Top of Source document

The earliest existing historical records of the church date back to the year 1354, but the church was not built that year. The wooden church is estimated to have been built between 1250 and 1300. The church has been remodeled a number of times over the years. To begin with, it was a relatively simple long church with a narrower choir. Charred remains of wood under the existing church indicate that there was a building on the site earlier, but nothing is known about that. In the 1600s, the inner walls of the church were decorated with murals. In the 1700s, a tower was built on top of the roof over the nave. In 1826, the old choir was torn down and the church was extended to the east with a new choir that was the same width as the nave. In 1845, a new timber-framed choir was built to the east of the newly extended church and the choir area from 1826 was incorporated into the nave. At the same time, the church was paneled on the inside and got new interior furniture. In the 1920s, there was a restoration where the interior paneling and the relatively new false ceiling were removed. Also, the 17th century wall murals were uncovered and restored in colour and some of the ornaments from the Renaissance were uncovered. In the 2000s, the roof structure was repaired.

Bottom of Source document

◆ **Using the information**:
(a) Answer these from the church history:
(i) To what year do the earliest existing historical records of the church date?
(ii) What was built on top of the roof over the nave in the 1700s?
(iii) What happened to the roof structure in the 2000s?
(b) Please decide whether each statement agrees with the church history, answering yes or no and quoting the words that settle it:
(i) The church was built in 1354.
(ii) The choir added in 1826 was as wide as the nave.
(iii) The 1920s restoration put in a false ceiling.
The entries come from a separate source.

Top of Source material

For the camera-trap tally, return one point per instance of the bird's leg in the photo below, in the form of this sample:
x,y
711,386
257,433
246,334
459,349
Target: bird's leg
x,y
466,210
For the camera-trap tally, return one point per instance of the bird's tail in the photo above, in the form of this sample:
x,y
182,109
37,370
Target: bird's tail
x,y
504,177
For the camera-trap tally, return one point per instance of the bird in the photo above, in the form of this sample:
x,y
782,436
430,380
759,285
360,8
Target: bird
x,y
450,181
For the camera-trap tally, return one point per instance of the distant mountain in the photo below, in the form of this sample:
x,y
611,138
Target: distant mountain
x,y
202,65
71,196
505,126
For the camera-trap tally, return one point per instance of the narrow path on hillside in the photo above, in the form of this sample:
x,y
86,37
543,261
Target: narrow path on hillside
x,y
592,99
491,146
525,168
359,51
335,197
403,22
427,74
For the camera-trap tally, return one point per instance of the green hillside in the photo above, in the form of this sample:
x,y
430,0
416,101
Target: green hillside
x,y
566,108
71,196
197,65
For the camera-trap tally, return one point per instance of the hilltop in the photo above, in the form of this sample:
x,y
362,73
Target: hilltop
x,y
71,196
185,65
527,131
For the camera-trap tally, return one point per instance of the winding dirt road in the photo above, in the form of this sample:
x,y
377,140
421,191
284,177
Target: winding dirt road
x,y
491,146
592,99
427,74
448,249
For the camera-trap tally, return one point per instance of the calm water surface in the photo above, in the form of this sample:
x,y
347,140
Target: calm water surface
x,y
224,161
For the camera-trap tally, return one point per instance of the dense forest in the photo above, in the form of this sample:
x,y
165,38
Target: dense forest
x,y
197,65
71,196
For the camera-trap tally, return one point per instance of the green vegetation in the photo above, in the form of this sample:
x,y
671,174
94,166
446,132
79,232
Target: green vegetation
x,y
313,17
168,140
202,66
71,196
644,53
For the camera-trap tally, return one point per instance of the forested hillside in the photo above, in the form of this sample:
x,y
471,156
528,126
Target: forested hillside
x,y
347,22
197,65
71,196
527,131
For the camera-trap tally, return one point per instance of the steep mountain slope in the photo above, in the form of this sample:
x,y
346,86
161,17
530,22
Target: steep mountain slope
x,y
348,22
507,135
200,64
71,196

Bottom of Source material

◆ **Responses in order**:
(a)
(i) 1354
(ii) A tower
(iii) It was repaired.

(b)
(i) No: "the church was not built that year"
(ii) Yes: "a new choir that was the same width as the nave"
(iii) No: "the interior paneling and the relatively new false ceiling were removed"